Find every line in the records that contains the word "flower" and copy each of those lines.

──────── Entries provided

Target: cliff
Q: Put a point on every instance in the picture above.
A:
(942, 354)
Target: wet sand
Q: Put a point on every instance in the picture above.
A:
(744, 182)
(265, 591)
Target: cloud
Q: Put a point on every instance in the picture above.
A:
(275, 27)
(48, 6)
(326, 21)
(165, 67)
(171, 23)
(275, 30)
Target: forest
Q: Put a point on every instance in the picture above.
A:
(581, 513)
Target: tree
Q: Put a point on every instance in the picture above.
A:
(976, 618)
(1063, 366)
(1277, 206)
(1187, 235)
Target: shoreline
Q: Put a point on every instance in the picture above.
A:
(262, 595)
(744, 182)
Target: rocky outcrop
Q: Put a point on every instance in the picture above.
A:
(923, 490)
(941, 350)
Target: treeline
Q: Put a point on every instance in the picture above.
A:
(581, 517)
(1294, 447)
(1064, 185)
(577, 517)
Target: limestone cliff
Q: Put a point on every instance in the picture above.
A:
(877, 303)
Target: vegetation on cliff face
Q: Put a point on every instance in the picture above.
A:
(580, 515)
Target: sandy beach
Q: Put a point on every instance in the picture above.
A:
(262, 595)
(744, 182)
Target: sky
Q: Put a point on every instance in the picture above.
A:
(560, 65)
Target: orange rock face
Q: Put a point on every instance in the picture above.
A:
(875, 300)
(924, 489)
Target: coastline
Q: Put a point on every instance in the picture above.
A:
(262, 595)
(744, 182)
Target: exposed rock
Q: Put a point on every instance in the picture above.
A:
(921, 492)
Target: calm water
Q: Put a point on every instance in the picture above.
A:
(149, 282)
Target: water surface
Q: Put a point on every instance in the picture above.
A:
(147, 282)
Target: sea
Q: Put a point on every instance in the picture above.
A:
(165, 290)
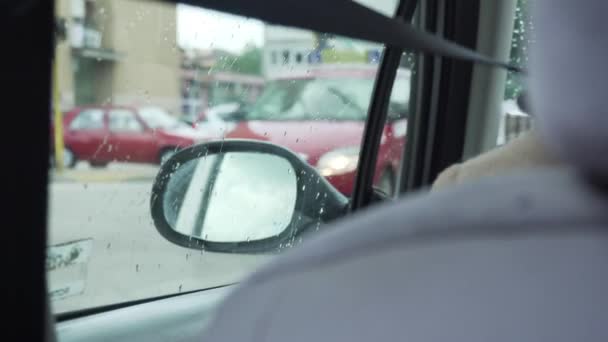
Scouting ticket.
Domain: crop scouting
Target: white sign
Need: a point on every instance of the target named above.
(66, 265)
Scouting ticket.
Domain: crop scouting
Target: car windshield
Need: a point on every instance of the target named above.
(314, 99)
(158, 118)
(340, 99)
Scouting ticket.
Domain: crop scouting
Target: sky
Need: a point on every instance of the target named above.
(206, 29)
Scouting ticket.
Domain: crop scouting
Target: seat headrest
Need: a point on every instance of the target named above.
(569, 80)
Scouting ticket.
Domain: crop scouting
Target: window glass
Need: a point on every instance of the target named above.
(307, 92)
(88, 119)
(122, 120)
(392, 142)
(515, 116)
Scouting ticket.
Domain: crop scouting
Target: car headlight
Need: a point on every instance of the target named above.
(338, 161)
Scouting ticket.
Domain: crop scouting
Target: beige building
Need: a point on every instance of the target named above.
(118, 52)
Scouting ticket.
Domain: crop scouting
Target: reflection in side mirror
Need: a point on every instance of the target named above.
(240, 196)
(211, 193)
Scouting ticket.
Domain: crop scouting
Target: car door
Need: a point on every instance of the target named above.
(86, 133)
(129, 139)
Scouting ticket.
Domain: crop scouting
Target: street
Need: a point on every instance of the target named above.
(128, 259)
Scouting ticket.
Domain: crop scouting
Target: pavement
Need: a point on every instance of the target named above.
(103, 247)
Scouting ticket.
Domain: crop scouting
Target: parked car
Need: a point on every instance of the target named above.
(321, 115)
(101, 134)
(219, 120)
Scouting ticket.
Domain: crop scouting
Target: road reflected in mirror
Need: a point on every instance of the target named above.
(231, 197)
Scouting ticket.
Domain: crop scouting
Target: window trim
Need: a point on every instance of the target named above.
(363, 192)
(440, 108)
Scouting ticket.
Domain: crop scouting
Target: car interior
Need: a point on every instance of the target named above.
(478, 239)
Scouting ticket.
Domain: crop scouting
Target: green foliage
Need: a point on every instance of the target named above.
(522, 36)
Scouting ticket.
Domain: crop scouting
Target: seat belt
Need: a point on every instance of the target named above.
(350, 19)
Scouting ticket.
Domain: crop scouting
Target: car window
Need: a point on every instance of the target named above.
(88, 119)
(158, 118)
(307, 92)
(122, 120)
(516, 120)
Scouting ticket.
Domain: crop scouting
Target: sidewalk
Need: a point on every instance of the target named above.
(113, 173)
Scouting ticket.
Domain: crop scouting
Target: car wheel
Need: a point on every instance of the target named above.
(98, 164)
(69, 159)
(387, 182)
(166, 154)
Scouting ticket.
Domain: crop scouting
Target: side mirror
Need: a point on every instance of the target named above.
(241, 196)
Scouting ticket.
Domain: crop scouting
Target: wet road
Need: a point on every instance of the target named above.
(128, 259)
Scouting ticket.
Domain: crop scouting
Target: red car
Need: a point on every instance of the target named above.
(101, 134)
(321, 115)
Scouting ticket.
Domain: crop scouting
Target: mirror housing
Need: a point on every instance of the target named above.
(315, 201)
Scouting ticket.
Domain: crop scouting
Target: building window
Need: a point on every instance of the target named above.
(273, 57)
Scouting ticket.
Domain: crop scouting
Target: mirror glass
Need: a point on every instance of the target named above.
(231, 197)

────────────────
──────── Entries provided

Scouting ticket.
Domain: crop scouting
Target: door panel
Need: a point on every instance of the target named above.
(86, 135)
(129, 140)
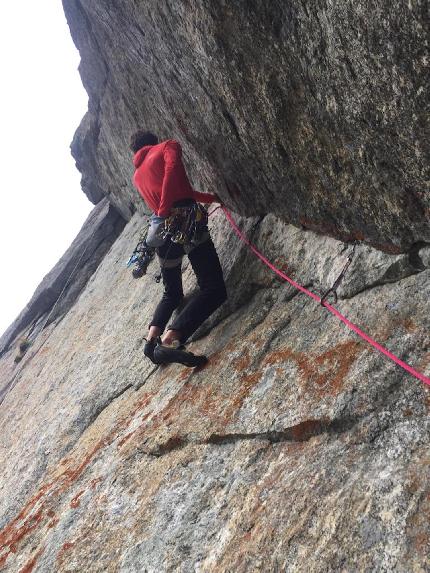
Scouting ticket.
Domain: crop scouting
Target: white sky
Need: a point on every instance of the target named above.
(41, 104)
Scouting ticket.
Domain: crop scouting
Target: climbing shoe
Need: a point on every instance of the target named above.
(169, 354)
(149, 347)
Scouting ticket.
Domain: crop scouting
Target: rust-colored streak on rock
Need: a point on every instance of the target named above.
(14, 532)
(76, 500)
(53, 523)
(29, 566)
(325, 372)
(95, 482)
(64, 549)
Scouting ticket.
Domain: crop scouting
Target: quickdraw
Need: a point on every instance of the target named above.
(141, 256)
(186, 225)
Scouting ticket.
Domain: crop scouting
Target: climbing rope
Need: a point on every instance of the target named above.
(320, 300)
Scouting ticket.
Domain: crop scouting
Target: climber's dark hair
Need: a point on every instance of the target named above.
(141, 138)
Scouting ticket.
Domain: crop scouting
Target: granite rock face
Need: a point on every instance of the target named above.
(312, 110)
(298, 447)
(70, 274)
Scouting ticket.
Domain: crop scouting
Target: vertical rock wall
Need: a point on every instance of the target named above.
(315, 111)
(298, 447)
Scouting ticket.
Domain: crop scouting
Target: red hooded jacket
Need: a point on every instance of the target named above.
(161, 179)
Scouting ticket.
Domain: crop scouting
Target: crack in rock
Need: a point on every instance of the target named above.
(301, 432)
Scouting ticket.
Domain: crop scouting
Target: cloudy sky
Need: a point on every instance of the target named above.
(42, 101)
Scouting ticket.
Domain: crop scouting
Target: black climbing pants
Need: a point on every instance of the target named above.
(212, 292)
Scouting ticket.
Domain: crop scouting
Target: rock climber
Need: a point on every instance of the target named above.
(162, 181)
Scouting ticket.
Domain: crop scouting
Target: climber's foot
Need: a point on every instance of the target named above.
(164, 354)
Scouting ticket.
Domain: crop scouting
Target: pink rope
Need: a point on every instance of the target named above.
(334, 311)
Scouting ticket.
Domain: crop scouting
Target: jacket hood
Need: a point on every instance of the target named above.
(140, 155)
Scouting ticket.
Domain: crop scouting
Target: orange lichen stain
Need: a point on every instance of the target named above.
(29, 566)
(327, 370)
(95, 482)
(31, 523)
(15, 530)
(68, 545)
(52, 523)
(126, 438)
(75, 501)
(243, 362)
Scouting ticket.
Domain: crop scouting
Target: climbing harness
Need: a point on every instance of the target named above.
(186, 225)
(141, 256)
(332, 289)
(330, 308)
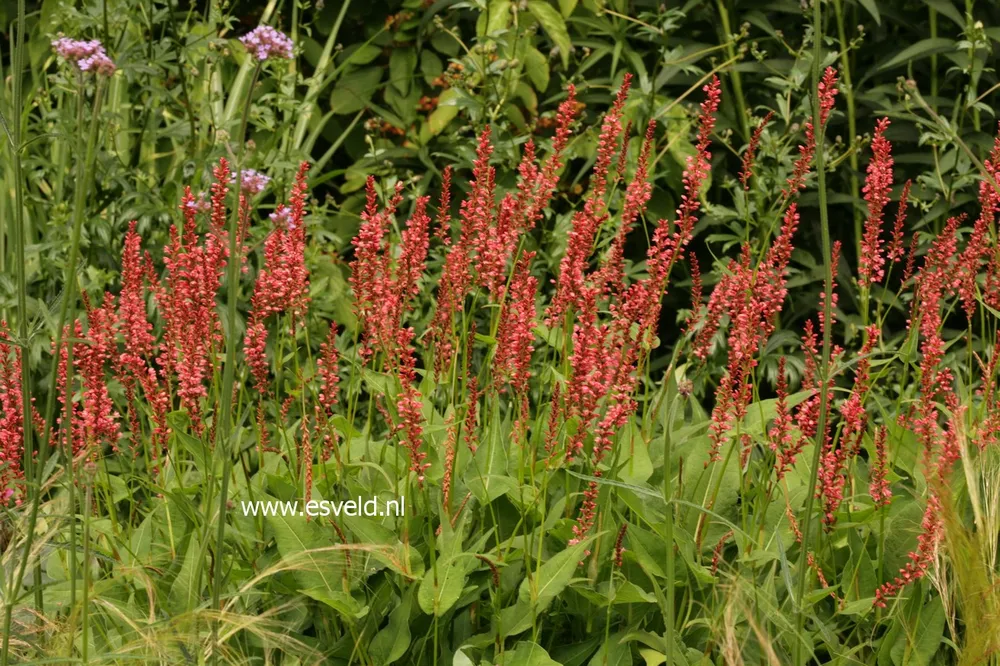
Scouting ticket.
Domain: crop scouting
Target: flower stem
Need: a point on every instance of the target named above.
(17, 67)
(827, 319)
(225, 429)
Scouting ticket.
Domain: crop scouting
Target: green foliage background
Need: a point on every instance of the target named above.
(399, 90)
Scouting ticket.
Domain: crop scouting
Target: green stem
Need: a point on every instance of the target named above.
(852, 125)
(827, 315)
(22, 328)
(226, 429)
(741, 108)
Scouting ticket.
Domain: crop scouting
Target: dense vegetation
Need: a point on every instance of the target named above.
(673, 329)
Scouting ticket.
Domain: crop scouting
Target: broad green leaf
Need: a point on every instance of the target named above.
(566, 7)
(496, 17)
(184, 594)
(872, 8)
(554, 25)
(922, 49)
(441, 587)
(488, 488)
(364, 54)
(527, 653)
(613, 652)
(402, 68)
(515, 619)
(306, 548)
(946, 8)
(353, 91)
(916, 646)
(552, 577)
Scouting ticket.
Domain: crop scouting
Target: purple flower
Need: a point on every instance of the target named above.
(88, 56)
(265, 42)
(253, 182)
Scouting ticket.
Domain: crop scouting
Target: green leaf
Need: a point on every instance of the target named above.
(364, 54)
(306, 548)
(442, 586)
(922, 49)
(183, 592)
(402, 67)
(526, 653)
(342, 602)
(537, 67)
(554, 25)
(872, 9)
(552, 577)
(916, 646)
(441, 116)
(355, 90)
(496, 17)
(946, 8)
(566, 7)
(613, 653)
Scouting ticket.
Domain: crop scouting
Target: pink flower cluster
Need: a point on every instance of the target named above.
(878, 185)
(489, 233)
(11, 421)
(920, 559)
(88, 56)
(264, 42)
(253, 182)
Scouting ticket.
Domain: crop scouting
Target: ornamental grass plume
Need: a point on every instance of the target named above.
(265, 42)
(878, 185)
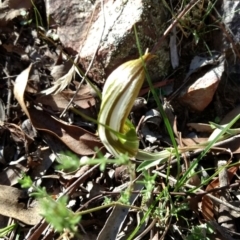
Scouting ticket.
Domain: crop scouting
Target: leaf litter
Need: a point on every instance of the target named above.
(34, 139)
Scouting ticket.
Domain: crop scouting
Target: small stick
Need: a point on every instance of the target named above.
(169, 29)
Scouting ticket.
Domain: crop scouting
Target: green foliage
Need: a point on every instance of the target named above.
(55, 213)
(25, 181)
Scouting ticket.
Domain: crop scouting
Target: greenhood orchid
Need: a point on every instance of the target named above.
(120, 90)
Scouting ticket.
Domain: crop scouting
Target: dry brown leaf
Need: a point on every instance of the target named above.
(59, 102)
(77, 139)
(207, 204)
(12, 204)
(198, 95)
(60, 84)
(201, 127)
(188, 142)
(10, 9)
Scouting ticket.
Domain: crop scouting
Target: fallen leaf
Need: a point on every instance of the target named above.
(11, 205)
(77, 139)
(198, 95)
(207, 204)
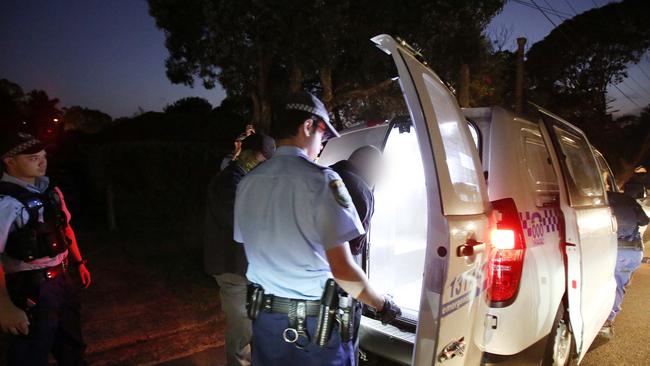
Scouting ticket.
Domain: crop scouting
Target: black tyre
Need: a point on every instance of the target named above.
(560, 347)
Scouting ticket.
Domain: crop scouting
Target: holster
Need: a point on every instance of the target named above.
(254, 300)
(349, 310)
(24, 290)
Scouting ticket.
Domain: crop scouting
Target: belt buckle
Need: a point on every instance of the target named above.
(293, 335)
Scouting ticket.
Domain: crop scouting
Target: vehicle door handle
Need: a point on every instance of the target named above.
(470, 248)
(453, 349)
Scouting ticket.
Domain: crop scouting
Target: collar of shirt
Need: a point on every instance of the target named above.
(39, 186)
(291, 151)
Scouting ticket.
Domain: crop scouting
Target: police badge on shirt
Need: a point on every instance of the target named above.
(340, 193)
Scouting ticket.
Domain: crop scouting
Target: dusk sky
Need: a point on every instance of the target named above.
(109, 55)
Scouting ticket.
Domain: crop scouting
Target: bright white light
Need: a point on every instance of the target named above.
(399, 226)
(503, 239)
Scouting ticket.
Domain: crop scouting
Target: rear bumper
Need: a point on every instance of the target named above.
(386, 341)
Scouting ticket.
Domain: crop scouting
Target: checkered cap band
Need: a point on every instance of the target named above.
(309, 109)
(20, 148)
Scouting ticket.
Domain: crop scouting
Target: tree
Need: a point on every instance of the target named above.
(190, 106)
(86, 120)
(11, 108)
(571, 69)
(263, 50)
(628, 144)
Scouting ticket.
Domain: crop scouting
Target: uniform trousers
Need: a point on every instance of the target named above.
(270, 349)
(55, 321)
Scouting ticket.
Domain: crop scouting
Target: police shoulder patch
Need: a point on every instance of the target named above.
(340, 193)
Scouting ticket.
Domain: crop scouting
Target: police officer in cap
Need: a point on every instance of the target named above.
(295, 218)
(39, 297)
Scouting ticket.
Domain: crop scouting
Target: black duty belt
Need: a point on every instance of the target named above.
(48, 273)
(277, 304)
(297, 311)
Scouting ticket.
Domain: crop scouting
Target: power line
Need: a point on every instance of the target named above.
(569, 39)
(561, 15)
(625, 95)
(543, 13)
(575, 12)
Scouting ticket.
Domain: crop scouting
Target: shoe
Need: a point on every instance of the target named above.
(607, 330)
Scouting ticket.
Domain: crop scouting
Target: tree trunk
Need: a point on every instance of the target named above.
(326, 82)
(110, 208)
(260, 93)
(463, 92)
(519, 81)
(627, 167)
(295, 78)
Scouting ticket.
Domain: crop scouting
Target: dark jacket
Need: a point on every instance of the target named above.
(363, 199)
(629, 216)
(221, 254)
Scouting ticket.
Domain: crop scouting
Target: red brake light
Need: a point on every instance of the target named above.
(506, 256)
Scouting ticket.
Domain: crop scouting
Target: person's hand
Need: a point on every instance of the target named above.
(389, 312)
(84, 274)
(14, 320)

────────────────

:: Full answer ::
Target: flower stem
Target: purple flower
Target: pink flower cluster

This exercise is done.